図1は、本発明の第1実施形態による無段変速機である。伝統的な無段変速機のメカニズム関連装置を設ける以外に、本発明の第1実施形態による無段変速機は、主な構成として、異軸式無段変速機100、入力軸101、出力軸103、一方向性伝動装置111、ローギア・トランスミッション・プーリーセット102及び駆動制御装置800を備える。
【0016】
異軸式無段変速機100は、入力軸と出力軸によって異軸式構成の無段変速機を呈し、ゴムベルト式、金属ベルト式、チェーン式の無段変速機、電子制御電磁クラッチ式無段変速機、摩擦ディスク式等の中の少なくとも一種によって構成し、その伝動速度比は、受動的にトルク或いは回転速度に従って自動調整変更し、或いは外部から駆動されるリニア駆動装置或いは機械伝動装置を経由した回転駆動装置によって発生するリニア駆動力を適用することにより能動的に調整する。これにより、原動プーリー或いは受動プーリーの二者或いはその中の一つのV型伝動ベルトスロットのピッチを変更させる。
【0017】
入力軸101は、回転キネティックエナジーを入力する回転軸であって、回転キネティックエナジーを異軸式無段変速機100の原動プーリーへ伝送し、かつ一方向性伝動装置111の入力軸へ伝送する。

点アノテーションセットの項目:

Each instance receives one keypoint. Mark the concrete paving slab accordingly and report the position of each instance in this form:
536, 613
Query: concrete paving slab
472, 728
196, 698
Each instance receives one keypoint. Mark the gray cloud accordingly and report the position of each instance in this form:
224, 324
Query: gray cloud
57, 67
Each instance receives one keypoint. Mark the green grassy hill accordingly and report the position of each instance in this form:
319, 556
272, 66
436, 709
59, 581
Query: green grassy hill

作業内容 >>
a) 無段変速機の文章で「異軸式無段変速機100は、入力軸と出力軸によって」で始まる段落を、要点を残して箇条書きに短くまとめてください。
b) 無段変速機の文章を、最後の文に続けて書き進めてください。
この資料は別の出典から取ったものです。

回答一覧 >>
a)
- 入力軸と出力軸が別の軸にある異軸式構成の無段変速機である。
- ゴムベルト式、金属ベルト式、チェーン式、電子制御電磁クラッチ式、摩擦ディスク式などの少なくとも一種で構成される。
- 伝動速度比はトルクまたは回転速度に応じて受動的に自動調整される。または、外部駆動のリニア駆動装置か機械伝動装置経由の回転駆動装置が発生するリニア駆動力で能動的に調整される。
- その結果、原動プーリーと受動プーリーの両方または一方のV型伝動ベルトスロットのピッチが変わる。

b)
出力軸103は、負荷を駆動する回転キネティックエナジーを出力する回転軸であって、異軸式無段変速機100の受動プーリーから伝送され、或いはローギア・トランスミッション・プーリーセット102の受動プーリーから伝送される回転キネティックエナジーを負荷へ伝送する。
【0018】
一方向性伝動装置111は、
図1に示すような径方向の一方向性伝動装置によって構成され、或いは、
図2に示すような軸方向の一方向性伝動装置によって構成される。またこれらは一方向性伝動機能を有する一方向性ベアリング、一方向性クラッチ、或いは一方向性伝動機能メカニズムまたは装置を備える。一方向性伝動装置111は必要に応じて、入力軸101とローギア・トランスミッション・プーリーセット102との原動プーリーの間に設置することができる。或いは、
図3に示すようにローギア・トランスミッション・プーリーセット102の受動プーリーと出力軸103の間に設置することができる。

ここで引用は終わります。